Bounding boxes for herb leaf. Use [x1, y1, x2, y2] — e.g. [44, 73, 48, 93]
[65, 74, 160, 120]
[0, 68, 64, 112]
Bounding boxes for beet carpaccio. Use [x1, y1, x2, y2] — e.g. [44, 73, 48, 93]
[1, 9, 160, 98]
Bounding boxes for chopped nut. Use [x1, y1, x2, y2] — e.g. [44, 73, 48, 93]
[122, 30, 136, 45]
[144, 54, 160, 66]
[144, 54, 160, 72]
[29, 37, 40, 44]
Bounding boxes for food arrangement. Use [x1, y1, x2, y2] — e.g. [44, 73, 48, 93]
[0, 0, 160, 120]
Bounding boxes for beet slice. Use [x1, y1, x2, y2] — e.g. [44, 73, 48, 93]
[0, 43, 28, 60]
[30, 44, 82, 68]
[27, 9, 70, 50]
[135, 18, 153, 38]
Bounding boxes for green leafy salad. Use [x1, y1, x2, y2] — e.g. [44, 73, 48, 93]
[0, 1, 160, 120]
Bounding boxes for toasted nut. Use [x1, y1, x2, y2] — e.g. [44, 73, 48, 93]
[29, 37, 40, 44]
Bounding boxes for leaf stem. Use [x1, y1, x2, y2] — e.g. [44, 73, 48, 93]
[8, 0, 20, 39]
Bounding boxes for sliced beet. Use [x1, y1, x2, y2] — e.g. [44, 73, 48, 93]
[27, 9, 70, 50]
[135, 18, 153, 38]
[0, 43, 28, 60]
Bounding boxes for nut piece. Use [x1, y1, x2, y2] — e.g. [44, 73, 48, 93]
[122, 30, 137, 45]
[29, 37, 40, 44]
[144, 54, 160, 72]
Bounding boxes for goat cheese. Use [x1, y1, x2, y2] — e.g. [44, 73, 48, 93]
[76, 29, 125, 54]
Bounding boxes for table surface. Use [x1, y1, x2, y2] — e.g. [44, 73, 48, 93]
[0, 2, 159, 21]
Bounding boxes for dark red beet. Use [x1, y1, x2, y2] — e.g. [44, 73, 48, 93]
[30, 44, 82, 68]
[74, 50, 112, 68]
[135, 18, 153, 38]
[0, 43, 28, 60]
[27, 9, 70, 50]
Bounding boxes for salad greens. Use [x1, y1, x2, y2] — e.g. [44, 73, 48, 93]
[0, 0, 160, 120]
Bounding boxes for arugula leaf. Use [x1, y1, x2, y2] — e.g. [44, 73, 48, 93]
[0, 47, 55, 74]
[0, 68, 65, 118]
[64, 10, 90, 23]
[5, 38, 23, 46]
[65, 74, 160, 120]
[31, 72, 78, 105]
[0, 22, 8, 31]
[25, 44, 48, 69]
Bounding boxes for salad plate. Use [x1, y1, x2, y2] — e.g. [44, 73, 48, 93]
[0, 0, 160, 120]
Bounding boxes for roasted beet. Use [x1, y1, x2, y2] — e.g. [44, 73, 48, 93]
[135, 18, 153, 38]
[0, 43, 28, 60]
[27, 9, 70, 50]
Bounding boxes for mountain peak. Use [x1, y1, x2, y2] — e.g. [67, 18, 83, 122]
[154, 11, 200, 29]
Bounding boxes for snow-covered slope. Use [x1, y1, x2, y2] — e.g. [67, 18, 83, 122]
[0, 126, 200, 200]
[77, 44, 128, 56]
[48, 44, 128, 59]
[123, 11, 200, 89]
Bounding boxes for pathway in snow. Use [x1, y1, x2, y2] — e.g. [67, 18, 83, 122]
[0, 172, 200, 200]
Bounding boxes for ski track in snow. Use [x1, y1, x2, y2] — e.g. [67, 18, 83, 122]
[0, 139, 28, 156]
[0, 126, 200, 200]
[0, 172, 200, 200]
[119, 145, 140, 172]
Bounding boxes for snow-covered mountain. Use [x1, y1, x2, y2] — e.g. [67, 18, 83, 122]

» JOB: Convert the records, beginning at the line that contains "Bounding boxes for nut" and running through the line that contains "[76, 29, 125, 54]", into a Markdown table with the columns Row and Entry. Row numbers each line and Entry holds that line, with blank lines omitted.

» SOLUTION FOR THIS EXERCISE:
| Row | Entry |
|---|---|
| 1 | Bounding boxes for nut piece. Use [x1, y1, x2, y2] — e.g. [44, 73, 48, 93] |
| 2 | [122, 30, 137, 45] |
| 3 | [29, 37, 40, 44] |
| 4 | [144, 54, 160, 72] |
| 5 | Bounding boxes for goat cheese. Use [x1, y1, x2, y2] — e.g. [44, 73, 48, 93] |
| 6 | [76, 29, 125, 54] |